--- Source document ---

We also wan't to save our STAC in geoparquet format. We will do so with [ruhstac-py](https://stac-utils.github.io/rustac-py/latest/). It's compatible with `stac-geoparquet` but has [some benefits](https://github.com/stac-utils/rustac-py?tab=readme-ov-file#stac-geoparquet).

A limitation to stac-fastapi-geoparquet is only one collection at a time. So the following script will create one stac-geoparquet file for each collection, and collections.json file to be used by stac-fastapi-geoparquet.

In [7]:
import rustac
import json

collections_out = []

for collection in [rgb_collection, ms_collection]:
    parquet_file_name = f"{collection.id}.parquet"
    items = collection.get_all_items()
    item_dicts = [item.to_dict() for item in items]
    await rustac.write(str(stac_out_dir / parquet_file_name), item_dicts)

    collection_dict = collection.to_dict()
    # Don't need links for geoparquet
    collection_dict["links"] = []
    # Add the parquet items as an asset on the collection
    collection_dict["assets"] = {
        "data": {
            "href": f"{STAC_BASE_HREF}/{parquet_file_name}",
            "type": "application/vnd.apache.parquet"
        }
    }

    collections_out.append(collection_dict)

collections_out
with open(stac_out_dir / "collections.json", "w") as f:
    json.dump(collections_out, f, indent=2)



ModuleNotFoundError: No module named 'rustac'

--- Requirement ---
In the STAC geoparquet text, list every dictionary key that the script writes as a quoted string. Rely only on the STAC geoparquet text to answer.

Data entries:

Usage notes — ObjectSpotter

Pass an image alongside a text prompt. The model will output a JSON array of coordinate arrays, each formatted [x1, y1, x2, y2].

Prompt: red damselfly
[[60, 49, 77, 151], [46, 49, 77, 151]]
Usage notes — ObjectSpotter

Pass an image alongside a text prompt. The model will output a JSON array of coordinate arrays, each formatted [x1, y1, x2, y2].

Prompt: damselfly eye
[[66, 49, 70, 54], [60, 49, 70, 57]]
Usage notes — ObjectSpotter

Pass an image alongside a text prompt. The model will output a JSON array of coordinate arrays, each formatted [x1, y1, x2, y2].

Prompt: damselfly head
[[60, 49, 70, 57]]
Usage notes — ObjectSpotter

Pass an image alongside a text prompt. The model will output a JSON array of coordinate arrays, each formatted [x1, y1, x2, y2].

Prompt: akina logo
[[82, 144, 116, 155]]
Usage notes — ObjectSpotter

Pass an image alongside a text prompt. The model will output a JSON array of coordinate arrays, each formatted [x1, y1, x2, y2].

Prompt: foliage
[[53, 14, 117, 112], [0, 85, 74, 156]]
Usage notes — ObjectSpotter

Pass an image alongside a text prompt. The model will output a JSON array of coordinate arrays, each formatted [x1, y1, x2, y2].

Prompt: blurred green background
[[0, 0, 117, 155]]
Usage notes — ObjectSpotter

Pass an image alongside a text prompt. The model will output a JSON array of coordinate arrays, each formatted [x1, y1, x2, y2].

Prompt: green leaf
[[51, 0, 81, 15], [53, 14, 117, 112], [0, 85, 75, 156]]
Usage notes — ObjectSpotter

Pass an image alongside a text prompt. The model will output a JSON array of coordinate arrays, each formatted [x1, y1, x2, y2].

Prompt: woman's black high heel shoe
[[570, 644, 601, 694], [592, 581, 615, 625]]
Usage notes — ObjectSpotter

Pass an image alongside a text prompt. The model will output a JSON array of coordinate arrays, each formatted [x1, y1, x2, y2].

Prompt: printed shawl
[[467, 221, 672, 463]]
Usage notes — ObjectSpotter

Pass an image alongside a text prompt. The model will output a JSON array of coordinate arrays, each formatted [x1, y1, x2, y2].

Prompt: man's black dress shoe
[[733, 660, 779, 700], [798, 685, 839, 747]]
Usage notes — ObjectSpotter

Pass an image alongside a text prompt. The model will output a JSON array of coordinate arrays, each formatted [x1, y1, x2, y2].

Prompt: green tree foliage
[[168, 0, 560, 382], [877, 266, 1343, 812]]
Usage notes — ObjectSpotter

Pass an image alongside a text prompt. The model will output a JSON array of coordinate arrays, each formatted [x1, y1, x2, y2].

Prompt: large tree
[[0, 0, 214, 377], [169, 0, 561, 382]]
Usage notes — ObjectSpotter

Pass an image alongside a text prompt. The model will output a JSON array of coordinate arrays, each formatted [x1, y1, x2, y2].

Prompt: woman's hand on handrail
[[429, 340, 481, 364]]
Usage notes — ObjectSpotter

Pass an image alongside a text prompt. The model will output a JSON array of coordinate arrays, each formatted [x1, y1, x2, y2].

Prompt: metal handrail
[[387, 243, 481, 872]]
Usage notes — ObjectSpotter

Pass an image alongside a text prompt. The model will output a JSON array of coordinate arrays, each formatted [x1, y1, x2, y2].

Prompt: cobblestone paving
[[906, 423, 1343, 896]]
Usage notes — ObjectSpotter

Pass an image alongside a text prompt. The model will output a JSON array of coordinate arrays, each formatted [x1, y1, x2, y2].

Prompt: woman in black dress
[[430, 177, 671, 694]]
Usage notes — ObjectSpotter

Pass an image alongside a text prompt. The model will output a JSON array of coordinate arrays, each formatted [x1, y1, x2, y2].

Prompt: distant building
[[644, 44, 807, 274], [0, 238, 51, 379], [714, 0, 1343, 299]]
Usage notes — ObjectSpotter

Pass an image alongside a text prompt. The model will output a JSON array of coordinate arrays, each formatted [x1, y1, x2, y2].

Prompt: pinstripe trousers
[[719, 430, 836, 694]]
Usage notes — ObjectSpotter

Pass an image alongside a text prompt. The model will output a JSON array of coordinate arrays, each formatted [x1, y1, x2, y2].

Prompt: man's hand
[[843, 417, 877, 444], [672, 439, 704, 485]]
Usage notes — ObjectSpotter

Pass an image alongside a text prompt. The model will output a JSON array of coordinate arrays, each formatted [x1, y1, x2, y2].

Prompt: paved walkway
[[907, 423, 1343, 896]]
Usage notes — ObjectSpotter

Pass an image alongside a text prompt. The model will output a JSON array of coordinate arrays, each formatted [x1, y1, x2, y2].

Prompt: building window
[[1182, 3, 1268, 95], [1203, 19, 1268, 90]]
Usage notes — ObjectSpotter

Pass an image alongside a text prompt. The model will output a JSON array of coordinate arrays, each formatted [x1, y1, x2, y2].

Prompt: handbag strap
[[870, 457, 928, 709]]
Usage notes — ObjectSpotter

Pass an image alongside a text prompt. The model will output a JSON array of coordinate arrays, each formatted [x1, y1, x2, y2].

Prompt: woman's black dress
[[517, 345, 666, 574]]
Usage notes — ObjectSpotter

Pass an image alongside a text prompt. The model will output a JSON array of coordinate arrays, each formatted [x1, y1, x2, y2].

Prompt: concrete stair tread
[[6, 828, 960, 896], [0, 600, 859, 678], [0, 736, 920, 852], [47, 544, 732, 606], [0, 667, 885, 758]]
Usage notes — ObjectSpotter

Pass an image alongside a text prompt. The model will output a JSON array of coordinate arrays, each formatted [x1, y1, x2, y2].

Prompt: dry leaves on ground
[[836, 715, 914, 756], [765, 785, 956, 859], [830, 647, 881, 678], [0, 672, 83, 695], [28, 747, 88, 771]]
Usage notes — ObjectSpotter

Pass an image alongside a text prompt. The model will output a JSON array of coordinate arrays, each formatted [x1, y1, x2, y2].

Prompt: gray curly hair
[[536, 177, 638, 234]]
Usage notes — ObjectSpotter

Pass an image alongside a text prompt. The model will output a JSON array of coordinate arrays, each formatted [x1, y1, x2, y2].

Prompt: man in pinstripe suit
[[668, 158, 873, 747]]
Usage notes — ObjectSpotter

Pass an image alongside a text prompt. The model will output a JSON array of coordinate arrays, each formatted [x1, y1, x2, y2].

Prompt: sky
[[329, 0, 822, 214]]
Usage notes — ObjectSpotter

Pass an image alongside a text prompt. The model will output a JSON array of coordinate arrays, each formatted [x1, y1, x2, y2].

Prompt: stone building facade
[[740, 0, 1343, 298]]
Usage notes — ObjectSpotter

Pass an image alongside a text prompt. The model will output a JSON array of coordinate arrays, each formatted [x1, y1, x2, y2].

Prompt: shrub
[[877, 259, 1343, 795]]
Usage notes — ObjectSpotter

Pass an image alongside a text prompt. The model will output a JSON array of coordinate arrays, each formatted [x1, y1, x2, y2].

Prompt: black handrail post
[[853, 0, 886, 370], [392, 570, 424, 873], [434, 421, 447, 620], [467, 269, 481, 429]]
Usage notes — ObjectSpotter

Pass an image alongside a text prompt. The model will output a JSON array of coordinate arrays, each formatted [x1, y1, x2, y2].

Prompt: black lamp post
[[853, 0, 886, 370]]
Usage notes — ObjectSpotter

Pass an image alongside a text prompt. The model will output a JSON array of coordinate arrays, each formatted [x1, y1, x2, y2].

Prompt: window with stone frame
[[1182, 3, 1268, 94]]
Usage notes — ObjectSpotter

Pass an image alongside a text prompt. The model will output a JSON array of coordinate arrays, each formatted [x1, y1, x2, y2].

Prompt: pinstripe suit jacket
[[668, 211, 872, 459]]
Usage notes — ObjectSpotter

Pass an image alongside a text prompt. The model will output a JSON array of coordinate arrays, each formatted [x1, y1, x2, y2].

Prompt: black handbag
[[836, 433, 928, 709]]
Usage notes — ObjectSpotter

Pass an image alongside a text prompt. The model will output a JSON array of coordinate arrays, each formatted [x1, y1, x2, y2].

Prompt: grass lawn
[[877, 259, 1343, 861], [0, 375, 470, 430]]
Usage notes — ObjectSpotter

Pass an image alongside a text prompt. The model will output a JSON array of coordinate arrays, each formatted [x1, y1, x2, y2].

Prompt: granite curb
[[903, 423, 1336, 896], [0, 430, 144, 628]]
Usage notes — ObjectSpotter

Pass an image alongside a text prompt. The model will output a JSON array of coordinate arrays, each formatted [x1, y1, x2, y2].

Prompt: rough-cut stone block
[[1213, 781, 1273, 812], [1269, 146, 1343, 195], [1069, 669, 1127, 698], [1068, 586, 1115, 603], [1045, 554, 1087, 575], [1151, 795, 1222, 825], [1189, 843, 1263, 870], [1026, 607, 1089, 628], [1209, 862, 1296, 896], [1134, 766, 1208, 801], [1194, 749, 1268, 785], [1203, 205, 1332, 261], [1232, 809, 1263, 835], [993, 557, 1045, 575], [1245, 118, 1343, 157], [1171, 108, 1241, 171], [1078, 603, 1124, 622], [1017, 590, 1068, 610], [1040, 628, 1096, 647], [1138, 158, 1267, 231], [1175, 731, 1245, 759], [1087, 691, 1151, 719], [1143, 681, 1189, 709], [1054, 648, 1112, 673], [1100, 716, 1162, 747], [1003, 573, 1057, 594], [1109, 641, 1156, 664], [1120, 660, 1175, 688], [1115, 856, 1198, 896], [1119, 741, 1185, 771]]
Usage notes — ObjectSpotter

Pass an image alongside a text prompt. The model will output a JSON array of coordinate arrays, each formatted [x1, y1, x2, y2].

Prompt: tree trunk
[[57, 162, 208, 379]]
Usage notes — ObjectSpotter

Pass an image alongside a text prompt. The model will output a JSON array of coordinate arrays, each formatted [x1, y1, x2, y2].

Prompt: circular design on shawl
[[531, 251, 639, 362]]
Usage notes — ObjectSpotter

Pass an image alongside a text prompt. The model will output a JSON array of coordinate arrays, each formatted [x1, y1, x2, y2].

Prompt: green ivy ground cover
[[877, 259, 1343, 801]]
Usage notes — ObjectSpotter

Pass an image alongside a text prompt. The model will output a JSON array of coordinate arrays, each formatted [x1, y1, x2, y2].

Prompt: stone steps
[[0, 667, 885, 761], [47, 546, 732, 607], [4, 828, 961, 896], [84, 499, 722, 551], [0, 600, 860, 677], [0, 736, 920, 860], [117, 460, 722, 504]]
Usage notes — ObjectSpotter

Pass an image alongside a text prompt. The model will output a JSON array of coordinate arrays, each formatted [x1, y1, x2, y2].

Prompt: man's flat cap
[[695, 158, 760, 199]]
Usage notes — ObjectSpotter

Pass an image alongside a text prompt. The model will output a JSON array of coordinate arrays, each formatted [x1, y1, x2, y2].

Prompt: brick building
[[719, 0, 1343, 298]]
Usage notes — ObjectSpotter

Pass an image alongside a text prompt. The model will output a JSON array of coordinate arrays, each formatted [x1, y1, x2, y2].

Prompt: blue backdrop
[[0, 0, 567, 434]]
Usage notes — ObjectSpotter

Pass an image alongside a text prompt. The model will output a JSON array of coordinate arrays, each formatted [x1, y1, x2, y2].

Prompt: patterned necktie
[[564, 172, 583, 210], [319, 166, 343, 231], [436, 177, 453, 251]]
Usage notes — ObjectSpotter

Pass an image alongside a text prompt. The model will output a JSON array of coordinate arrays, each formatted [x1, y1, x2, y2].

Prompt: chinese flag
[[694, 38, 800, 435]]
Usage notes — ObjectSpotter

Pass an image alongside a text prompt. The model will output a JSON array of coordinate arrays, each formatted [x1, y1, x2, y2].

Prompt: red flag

--- Answer to the problem ---
"links", "assets", "data", "href", "type"